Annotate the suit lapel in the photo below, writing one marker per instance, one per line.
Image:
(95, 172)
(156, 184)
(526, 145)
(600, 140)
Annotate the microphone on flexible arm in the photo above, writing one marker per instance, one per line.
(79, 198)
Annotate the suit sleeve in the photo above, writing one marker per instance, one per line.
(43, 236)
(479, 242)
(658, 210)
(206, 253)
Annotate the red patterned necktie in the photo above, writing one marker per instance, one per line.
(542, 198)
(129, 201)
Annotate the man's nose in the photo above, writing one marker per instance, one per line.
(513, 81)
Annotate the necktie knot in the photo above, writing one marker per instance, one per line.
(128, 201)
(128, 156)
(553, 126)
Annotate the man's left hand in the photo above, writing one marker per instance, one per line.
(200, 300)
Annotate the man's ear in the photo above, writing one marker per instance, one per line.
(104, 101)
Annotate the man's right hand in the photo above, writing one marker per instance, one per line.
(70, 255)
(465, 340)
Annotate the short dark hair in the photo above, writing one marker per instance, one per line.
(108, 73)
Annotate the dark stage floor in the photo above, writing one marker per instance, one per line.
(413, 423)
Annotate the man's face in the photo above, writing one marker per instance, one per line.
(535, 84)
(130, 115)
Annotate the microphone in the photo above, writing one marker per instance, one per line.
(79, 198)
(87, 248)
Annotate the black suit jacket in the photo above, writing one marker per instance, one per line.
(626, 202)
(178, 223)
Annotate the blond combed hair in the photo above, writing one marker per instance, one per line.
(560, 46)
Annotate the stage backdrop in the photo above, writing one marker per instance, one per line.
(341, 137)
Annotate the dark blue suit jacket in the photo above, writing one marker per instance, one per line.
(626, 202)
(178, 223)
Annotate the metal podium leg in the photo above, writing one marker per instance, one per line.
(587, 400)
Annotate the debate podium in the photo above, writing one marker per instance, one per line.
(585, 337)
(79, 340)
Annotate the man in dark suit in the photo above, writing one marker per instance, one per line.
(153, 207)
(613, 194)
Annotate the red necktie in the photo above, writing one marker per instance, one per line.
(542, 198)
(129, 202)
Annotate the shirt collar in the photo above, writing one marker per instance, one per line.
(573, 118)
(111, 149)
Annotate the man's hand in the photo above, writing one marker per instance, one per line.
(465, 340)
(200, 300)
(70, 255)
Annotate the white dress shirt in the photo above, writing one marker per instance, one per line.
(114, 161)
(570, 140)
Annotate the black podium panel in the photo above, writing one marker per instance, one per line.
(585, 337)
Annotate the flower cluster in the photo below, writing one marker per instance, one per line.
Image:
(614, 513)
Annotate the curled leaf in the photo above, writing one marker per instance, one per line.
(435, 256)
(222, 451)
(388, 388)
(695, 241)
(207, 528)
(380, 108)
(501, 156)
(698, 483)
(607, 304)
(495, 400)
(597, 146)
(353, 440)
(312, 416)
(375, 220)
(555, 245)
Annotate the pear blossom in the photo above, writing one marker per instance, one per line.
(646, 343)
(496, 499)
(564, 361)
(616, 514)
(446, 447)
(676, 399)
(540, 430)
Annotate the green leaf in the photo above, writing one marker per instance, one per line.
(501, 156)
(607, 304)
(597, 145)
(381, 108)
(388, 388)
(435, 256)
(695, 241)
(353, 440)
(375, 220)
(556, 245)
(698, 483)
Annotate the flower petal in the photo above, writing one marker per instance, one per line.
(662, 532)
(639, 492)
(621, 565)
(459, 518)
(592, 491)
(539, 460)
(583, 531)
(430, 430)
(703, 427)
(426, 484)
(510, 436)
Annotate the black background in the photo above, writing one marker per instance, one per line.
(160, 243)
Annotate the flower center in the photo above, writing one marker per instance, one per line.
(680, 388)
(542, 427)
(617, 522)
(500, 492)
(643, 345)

---*---

> [Task goal] The lines to return are those in the records above that hold the word "below".

> [Exercise result]
Annotate the suit lapel in the photo below, writing one marker per instance, one per line.
Annotate the flower cluster in the photo below, writing one marker per instance, one per line.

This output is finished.